▶ **Page excerpt**

The second is the technological dilemma raised by the revelations of Edward Snowden, the US security contractor who leaked a vast trove of classified documents in 2013. The leak, which exposed US and UK bulk data collection from the internet, has pushed tech companies keen to protect their reputations with consumers to concentrate far more on encryption.
Apple’s iPhone 6, for example, and Google’s latest Android platforms come with end-to-end encryption as standard. Even if the companies wanted to give their customers’ data to intelligence agencies, they would be unable to.
“Counter-terrorism now is a completely different sort of profession for the agencies to what it was only a couple of years ago,” says Michael Clarke, director-general of the Royal United Services Institute, the think-tank. “The security services know that their lives are becoming much more difficult. The sheer scale of Isis’s activities and the spread of encryption are having a huge impact.

(Saved entries)
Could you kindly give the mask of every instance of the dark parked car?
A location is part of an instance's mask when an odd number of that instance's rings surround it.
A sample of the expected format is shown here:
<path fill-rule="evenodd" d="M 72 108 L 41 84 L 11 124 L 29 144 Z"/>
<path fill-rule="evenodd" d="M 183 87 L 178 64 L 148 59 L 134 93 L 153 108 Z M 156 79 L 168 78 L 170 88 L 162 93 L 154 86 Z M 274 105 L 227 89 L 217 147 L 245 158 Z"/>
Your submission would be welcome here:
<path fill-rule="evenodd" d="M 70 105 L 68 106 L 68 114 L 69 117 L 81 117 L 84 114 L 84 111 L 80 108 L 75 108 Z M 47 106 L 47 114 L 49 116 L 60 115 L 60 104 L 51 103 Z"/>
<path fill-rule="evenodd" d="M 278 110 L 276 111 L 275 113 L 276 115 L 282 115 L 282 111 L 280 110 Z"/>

▶ **Work instructions**
1. Rewrite the stretch of the encryption passage from "The second is" through "be unable to.", replacing "security contractor" with "intelligence contractor".
2. Answer these questions from the encryption passage:
(a) In what year did Edward Snowden leak the classified documents?
(b) Which two products come with end-to-end encryption as standard?
(c) What role does Michael Clarke hold?

▶ **Solution list**
1.
The second is the technological dilemma raised by the revelations of Edward Snowden, the US intelligence contractor who leaked a vast trove of classified documents in 2013. The leak, which exposed US and UK bulk data collection from the internet, has pushed tech companies keen to protect their reputations with consumers to concentrate far more on encryption.
Apple’s iPhone 6, for example, and Google’s latest Android platforms come with end-to-end encryption as standard. Even if the companies wanted to give their customers’ data to intelligence agencies, they would be unable to.

2.
(a) 2013
(b) Apple’s iPhone 6 and Google’s latest Android platforms
(c) Director-general of the Royal United Services Institute, the think-tank